WORK INSTRUCTIONS:
Print every line below. Match each one exactly.

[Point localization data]
####

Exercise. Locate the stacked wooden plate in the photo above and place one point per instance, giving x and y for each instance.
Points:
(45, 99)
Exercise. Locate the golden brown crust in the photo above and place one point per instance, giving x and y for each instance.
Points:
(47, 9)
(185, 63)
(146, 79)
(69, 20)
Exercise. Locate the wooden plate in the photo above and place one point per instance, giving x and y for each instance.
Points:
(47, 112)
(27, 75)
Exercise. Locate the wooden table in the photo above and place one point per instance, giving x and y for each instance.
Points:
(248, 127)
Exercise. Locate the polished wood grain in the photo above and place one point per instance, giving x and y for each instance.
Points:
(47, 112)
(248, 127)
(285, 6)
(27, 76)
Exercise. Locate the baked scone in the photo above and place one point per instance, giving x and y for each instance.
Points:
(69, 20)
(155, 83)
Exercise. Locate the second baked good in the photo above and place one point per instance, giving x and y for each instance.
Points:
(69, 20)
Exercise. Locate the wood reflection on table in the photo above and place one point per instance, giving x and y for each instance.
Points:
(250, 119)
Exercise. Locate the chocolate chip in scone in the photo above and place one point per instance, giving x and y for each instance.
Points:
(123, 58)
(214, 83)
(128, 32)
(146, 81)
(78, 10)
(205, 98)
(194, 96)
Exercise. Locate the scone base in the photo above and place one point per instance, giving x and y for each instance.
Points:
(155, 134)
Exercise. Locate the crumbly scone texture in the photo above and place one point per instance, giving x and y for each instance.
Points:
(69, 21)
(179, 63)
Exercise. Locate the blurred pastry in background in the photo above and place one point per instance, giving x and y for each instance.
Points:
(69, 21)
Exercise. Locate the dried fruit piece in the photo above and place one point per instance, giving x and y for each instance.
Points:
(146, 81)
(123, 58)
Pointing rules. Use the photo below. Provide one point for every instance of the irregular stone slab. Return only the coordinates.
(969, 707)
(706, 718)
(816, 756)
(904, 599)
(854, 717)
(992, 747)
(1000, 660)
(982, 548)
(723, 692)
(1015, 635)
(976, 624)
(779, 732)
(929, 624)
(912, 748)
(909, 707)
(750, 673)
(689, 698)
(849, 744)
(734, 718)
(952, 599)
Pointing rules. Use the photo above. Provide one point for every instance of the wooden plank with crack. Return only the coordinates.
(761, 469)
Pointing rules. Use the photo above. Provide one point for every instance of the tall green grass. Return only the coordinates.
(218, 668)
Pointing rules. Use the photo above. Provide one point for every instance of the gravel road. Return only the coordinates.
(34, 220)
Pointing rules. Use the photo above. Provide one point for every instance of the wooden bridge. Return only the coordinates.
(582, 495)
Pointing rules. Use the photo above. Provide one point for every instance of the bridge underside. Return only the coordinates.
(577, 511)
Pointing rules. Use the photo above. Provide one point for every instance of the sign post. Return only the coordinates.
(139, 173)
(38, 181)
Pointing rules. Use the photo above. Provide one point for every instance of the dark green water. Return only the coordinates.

####

TASK ANSWER:
Exercise. Locate the stacked wooden plate in the photo above and place one point per instance, giving x and y for each instance.
Points:
(45, 99)
Exercise. Locate the golden brown crust in the photo above and place one point per instance, giving x and y for each instance.
Points:
(47, 9)
(185, 63)
(146, 79)
(69, 20)
Exercise. Locate the wooden plate in the photo above and place one point per instance, giving x and y for each instance.
Points:
(47, 112)
(27, 75)
Exercise. Locate the wooden table in the photo above and place one point per instance, giving x and y for each instance.
Points:
(248, 127)
Exercise. Locate the polished wood grain in the photo above and place one point per instance, giving x and y for each instance.
Points:
(47, 112)
(248, 127)
(285, 6)
(27, 76)
Exercise. Locate the baked scone in the photo above and place one point per instance, giving x and y for each instance.
Points:
(69, 20)
(155, 83)
Exercise. Locate the second baked good in the photo above and place one point per instance, giving x and y for each instance.
Points:
(69, 20)
Exercise. Locate the wood reflection on table in the photo above and place one point per instance, giving x and y for each instance.
Points:
(250, 119)
Exercise. Locate the chocolate chip in scone in the photo above and place one point per instance, giving x and y for each instance.
Points:
(123, 58)
(214, 83)
(128, 32)
(146, 81)
(78, 10)
(205, 98)
(194, 96)
Exercise. Locate the scone base in the photo above and place one point per instance, giving x and y for each instance.
Points:
(155, 134)
Exercise. Locate the crumbly scone texture in the photo above and place one point per instance, giving x and y for each instance.
Points:
(69, 21)
(179, 63)
Exercise. Locate the blurred pastry in background in the photo above and place one point per instance, giving x and y for each instance.
Points:
(69, 21)
Exercise. Locate the dried fruit piece in the photo above and place one point per instance, giving x and y for each instance.
Points:
(146, 81)
(123, 58)
Pointing rules. Use the photo below. Provide one point for every instance of the irregular stone slab. Return only the coordinates.
(969, 707)
(706, 718)
(816, 756)
(904, 599)
(854, 717)
(992, 747)
(1000, 660)
(982, 548)
(723, 692)
(1015, 635)
(976, 624)
(779, 732)
(929, 624)
(912, 748)
(909, 707)
(750, 673)
(689, 698)
(849, 744)
(734, 718)
(952, 599)
Pointing rules. Use the photo above. Provide one point for every instance of the wooden plank with crack. Return only the coordinates.
(761, 469)
Pointing rules. Use the photo above. Provide one point for every instance of the tall green grass. Return only the coordinates.
(218, 668)
Pointing rules. Use the photo above. Provide one point for every instance of the gravel road. Return only the coordinates.
(34, 220)
Pointing rules. Use the photo above. Provide one point for every instance of the wooden bridge. Return only the coordinates.
(582, 495)
Pointing rules. Use the photo above. Provide one point for every instance of the bridge underside. Return only the coordinates.
(577, 511)
Pointing rules. Use the photo above. Provide one point for every instance of the sign post. Return only the coordinates.
(139, 173)
(38, 181)
Pointing rules. Use the photo above. Provide one point for every instance of the dark green water. Return only the coordinates.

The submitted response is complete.